[Segmentation labeling items]
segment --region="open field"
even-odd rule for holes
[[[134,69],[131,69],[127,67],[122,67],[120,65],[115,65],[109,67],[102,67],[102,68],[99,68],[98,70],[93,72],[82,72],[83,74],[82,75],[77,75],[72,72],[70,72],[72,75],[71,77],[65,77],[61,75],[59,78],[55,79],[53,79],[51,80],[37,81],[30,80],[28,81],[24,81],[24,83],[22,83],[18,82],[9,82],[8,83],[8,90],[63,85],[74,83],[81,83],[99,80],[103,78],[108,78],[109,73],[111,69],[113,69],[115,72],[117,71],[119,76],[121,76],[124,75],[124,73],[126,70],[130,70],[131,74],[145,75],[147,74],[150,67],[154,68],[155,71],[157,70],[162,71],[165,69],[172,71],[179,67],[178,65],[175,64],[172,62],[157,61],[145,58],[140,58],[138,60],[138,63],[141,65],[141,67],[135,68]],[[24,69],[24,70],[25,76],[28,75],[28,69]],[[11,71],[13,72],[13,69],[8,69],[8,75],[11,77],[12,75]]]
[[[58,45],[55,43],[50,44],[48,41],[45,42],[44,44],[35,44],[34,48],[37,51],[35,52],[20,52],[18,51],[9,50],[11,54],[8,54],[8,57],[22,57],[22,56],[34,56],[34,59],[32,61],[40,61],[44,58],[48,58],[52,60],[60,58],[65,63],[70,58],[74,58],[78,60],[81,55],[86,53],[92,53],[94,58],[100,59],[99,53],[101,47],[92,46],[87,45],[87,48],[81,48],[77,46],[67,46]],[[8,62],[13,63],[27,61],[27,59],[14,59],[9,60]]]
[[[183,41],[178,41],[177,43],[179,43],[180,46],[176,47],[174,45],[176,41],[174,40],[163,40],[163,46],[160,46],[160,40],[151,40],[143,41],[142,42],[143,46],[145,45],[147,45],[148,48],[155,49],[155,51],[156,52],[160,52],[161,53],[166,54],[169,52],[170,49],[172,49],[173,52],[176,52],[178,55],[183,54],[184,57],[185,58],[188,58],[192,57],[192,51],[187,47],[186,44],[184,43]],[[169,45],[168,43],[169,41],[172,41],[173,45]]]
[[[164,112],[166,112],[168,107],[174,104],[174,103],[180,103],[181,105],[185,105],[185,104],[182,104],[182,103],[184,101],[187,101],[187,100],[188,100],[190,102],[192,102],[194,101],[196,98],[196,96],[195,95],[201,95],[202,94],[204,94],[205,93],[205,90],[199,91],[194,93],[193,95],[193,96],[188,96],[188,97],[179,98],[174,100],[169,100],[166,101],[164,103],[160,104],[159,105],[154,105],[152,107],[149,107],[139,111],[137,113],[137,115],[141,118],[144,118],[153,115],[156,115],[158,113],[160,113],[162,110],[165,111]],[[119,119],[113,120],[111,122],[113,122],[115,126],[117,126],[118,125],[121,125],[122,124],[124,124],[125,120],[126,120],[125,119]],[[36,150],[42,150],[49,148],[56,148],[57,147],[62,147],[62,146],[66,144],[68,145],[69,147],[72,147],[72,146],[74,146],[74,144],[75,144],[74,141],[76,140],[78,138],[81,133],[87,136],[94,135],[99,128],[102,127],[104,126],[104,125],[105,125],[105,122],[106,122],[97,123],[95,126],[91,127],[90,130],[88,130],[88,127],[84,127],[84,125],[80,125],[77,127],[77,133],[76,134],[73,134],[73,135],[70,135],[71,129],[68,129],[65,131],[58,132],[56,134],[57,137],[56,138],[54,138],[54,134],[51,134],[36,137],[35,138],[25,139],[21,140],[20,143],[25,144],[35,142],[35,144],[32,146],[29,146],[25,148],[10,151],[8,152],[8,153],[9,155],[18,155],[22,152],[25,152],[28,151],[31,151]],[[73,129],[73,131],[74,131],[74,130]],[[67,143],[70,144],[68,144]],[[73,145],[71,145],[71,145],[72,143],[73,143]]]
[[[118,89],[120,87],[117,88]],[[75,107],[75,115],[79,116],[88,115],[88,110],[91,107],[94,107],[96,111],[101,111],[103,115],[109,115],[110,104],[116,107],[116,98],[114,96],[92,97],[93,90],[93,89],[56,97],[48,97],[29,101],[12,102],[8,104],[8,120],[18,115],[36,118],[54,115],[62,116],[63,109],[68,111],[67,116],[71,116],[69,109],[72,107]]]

**Instructions to follow:** Lay out the lines above as a numbered list, omitting any blank lines.

**In response:**
1. segment --region="open field"
2. even-odd rule for holes
3. [[[134,69],[131,69],[127,67],[122,67],[120,65],[115,65],[109,67],[102,67],[102,68],[99,68],[98,70],[93,72],[82,72],[83,74],[82,75],[77,75],[72,72],[70,72],[72,75],[71,77],[65,77],[61,75],[59,78],[55,79],[53,79],[51,80],[37,81],[30,80],[28,81],[24,81],[24,83],[22,83],[18,82],[9,82],[8,83],[8,90],[63,85],[74,83],[81,83],[99,80],[103,78],[108,78],[109,73],[111,69],[113,69],[115,72],[117,71],[119,76],[121,76],[124,75],[124,73],[126,70],[130,70],[131,74],[145,75],[147,74],[150,67],[154,68],[155,71],[157,70],[162,71],[165,69],[172,71],[179,67],[178,65],[175,64],[172,62],[157,61],[145,58],[140,58],[138,60],[138,63],[141,65],[141,67],[135,68]],[[24,69],[24,70],[25,76],[28,75],[28,69]],[[11,71],[13,72],[13,69],[8,69],[8,75],[11,77],[12,75]]]
4. [[[58,45],[55,43],[50,44],[48,41],[45,42],[44,44],[35,44],[34,48],[37,51],[35,52],[20,52],[18,51],[9,50],[11,54],[8,54],[8,57],[22,57],[22,56],[34,56],[34,59],[32,61],[40,61],[44,58],[48,58],[52,60],[60,58],[65,63],[70,58],[74,58],[78,60],[81,55],[86,53],[92,53],[94,58],[100,59],[99,53],[101,47],[92,46],[87,45],[87,48],[81,48],[77,46],[67,46]],[[8,62],[13,63],[27,61],[27,59],[14,59],[9,60]]]
5. [[[183,41],[178,41],[177,43],[179,43],[180,46],[176,47],[174,45],[176,41],[174,40],[163,40],[163,46],[160,46],[160,40],[151,40],[143,41],[142,42],[143,46],[145,45],[147,45],[148,48],[155,49],[155,51],[156,52],[160,52],[161,53],[166,54],[169,52],[170,49],[172,49],[173,52],[176,52],[178,55],[183,54],[184,57],[185,58],[188,58],[192,57],[192,51],[187,47],[186,44],[184,43]],[[169,45],[168,43],[169,41],[172,41],[173,45]]]
6. [[[164,112],[166,112],[168,107],[174,104],[174,103],[180,103],[181,105],[185,105],[185,104],[182,104],[182,103],[184,101],[187,101],[187,100],[188,100],[190,102],[192,102],[194,101],[196,98],[196,96],[195,95],[201,95],[202,94],[204,94],[205,93],[205,90],[199,91],[194,93],[193,95],[193,96],[188,96],[188,97],[179,98],[174,100],[169,100],[166,101],[164,103],[160,104],[159,105],[154,105],[152,107],[149,107],[139,111],[137,113],[137,115],[141,118],[144,118],[153,115],[156,115],[158,113],[160,113],[162,110],[165,111]],[[119,119],[113,120],[111,122],[113,122],[115,126],[117,126],[118,125],[121,125],[122,124],[124,124],[125,120],[126,120],[125,119]],[[36,150],[42,150],[49,148],[56,148],[57,147],[62,147],[62,146],[66,144],[68,145],[69,147],[72,147],[72,146],[74,146],[74,144],[75,144],[74,141],[76,140],[78,138],[81,133],[87,136],[94,135],[99,128],[102,127],[104,126],[104,125],[105,125],[105,122],[106,122],[97,123],[95,126],[91,127],[90,130],[88,130],[88,127],[84,127],[84,125],[80,125],[77,127],[77,133],[76,134],[73,134],[73,135],[70,135],[71,129],[68,129],[65,131],[58,132],[56,134],[57,137],[56,138],[54,138],[54,134],[51,134],[36,137],[35,138],[25,139],[21,140],[20,143],[25,144],[35,142],[35,144],[32,146],[29,146],[25,148],[10,151],[8,152],[8,153],[9,155],[18,155],[22,152],[25,152],[28,151],[31,151]],[[73,129],[73,131],[74,131],[74,130]],[[67,143],[70,144],[68,144]],[[73,145],[71,145],[71,145],[72,143],[73,143]]]
7. [[[118,89],[120,87],[117,88]],[[75,107],[75,115],[79,116],[88,115],[88,110],[91,107],[94,107],[96,111],[101,111],[103,115],[109,115],[110,104],[116,107],[116,98],[114,96],[92,97],[93,90],[93,89],[56,97],[48,97],[29,101],[12,102],[8,104],[8,120],[18,115],[36,118],[54,115],[62,116],[63,109],[68,111],[67,116],[71,116],[69,109],[72,107]]]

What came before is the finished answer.